**PROBLEM 1**. According to the thread about moving time averages, how is a weighted average defined?
**PROBLEM 2**. Do these statements agree with the thread about moving time averages? (a) A year in the data could run from March to February. (b) Handling leap years is required for an initial solution. (c) The suggested code was tested.
** Start of TEXT EXCERPT **
How to construct moving time average with different weights for different months?

So I want to construct a moving time average with different weights for different months. E.g. see the filter function at http://www.mathworks.com/help/matlab/data_analysis/filtering-data.html, where b = # of days in each month and a = # of days in a year.
The issue is, though, that the time-series is a series of temperatures for every month (and I want to construct a yearly average temperature for each set of possible years, where a year could be from March to February, for example). Using this approach, the first month in each window would be weighted as 31/365, irrespective of whether the first month is January or June.
In that case, the standard filter algorithm wouldn't work. Is there an alternative?
A solution that incorporates leap years would also be nice, but is not necessary for an initial solution.
A weighted average is defined as sum(x .* weights) / sum(weights). If you want to calculate this in a moving average kind of way, I guess you could do (untested):
moving_sum = #(n, x) filter(ones(1,n), 1, x);
moving_weighted_avg = moving_sum(12, temperature .* days_per_month) ...
** End of TEXT EXCERPT **
** Start of LISTED RECORDS **
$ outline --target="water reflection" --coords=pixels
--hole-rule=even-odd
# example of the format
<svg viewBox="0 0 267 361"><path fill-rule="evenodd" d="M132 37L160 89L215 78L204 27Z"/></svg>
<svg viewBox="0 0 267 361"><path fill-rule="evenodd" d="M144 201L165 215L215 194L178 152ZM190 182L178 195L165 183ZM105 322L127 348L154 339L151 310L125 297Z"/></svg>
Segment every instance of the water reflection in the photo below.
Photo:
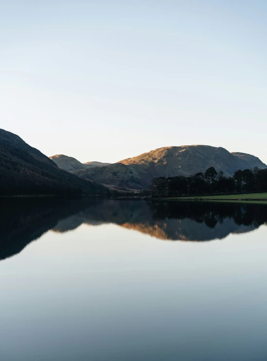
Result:
<svg viewBox="0 0 267 361"><path fill-rule="evenodd" d="M0 208L0 258L20 252L51 229L112 223L162 240L204 241L266 224L265 205L144 201L13 199Z"/></svg>

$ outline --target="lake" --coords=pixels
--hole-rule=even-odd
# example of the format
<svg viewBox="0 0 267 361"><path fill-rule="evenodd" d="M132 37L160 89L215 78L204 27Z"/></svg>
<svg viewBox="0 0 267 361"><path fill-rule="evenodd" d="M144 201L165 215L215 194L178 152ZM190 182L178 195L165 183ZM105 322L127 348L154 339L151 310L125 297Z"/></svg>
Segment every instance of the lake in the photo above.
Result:
<svg viewBox="0 0 267 361"><path fill-rule="evenodd" d="M3 361L267 359L267 206L2 199Z"/></svg>

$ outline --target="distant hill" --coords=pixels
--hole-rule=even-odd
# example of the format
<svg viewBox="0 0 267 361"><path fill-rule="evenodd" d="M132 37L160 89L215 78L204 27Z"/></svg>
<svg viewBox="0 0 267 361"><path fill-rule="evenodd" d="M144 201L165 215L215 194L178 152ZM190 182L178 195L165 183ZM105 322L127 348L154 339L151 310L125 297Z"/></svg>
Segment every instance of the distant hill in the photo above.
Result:
<svg viewBox="0 0 267 361"><path fill-rule="evenodd" d="M258 158L245 153L230 153L221 147L208 145L165 147L102 167L75 171L80 176L121 187L144 189L155 177L189 176L210 167L225 176L238 169L267 166Z"/></svg>
<svg viewBox="0 0 267 361"><path fill-rule="evenodd" d="M0 195L109 193L62 169L18 136L0 129Z"/></svg>
<svg viewBox="0 0 267 361"><path fill-rule="evenodd" d="M101 162L87 162L82 163L75 158L64 155L64 154L57 154L49 157L56 163L59 168L68 172L80 169L88 169L94 167L102 167L110 164L109 163L101 163Z"/></svg>
<svg viewBox="0 0 267 361"><path fill-rule="evenodd" d="M85 166L89 166L90 168L93 167L103 167L103 166L108 166L111 164L111 163L102 163L102 162L86 162L83 164Z"/></svg>

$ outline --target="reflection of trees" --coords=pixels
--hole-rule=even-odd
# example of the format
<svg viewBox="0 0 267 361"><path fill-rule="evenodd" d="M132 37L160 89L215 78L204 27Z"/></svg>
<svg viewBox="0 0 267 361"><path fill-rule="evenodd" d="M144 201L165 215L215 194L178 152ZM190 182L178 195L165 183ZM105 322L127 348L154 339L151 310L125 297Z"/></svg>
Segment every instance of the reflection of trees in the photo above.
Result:
<svg viewBox="0 0 267 361"><path fill-rule="evenodd" d="M0 259L19 253L52 229L64 232L83 223L113 223L163 240L222 239L267 224L264 205L194 202L82 200L2 200Z"/></svg>
<svg viewBox="0 0 267 361"><path fill-rule="evenodd" d="M256 227L267 222L267 207L262 204L151 201L150 206L154 219L189 218L211 227L227 218L236 224Z"/></svg>

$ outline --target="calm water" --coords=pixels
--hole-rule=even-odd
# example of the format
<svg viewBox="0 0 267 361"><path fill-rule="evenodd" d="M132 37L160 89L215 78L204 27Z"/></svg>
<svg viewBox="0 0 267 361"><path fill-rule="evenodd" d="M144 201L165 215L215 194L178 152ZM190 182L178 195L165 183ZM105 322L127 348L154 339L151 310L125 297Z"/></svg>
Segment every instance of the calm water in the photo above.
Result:
<svg viewBox="0 0 267 361"><path fill-rule="evenodd" d="M267 207L2 201L3 361L267 360Z"/></svg>

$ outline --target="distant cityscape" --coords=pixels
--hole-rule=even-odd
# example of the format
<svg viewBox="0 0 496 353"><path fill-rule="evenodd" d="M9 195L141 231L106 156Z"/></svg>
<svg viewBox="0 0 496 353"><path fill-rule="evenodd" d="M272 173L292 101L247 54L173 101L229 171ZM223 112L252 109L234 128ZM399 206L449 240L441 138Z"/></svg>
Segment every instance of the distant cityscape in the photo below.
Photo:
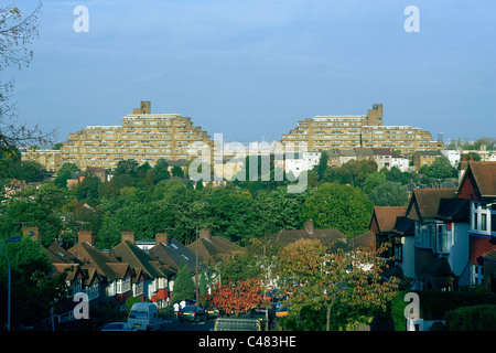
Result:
** End of LISTED RECORDS **
**EXPECTED OUTPUT 1**. As sum(x .* weights) / sum(weights).

**EXPECTED OUTPUT 2**.
(a) Yes: "where a year could be from March to February"
(b) No: "but is not necessary for an initial solution"
(c) No: "(untested)"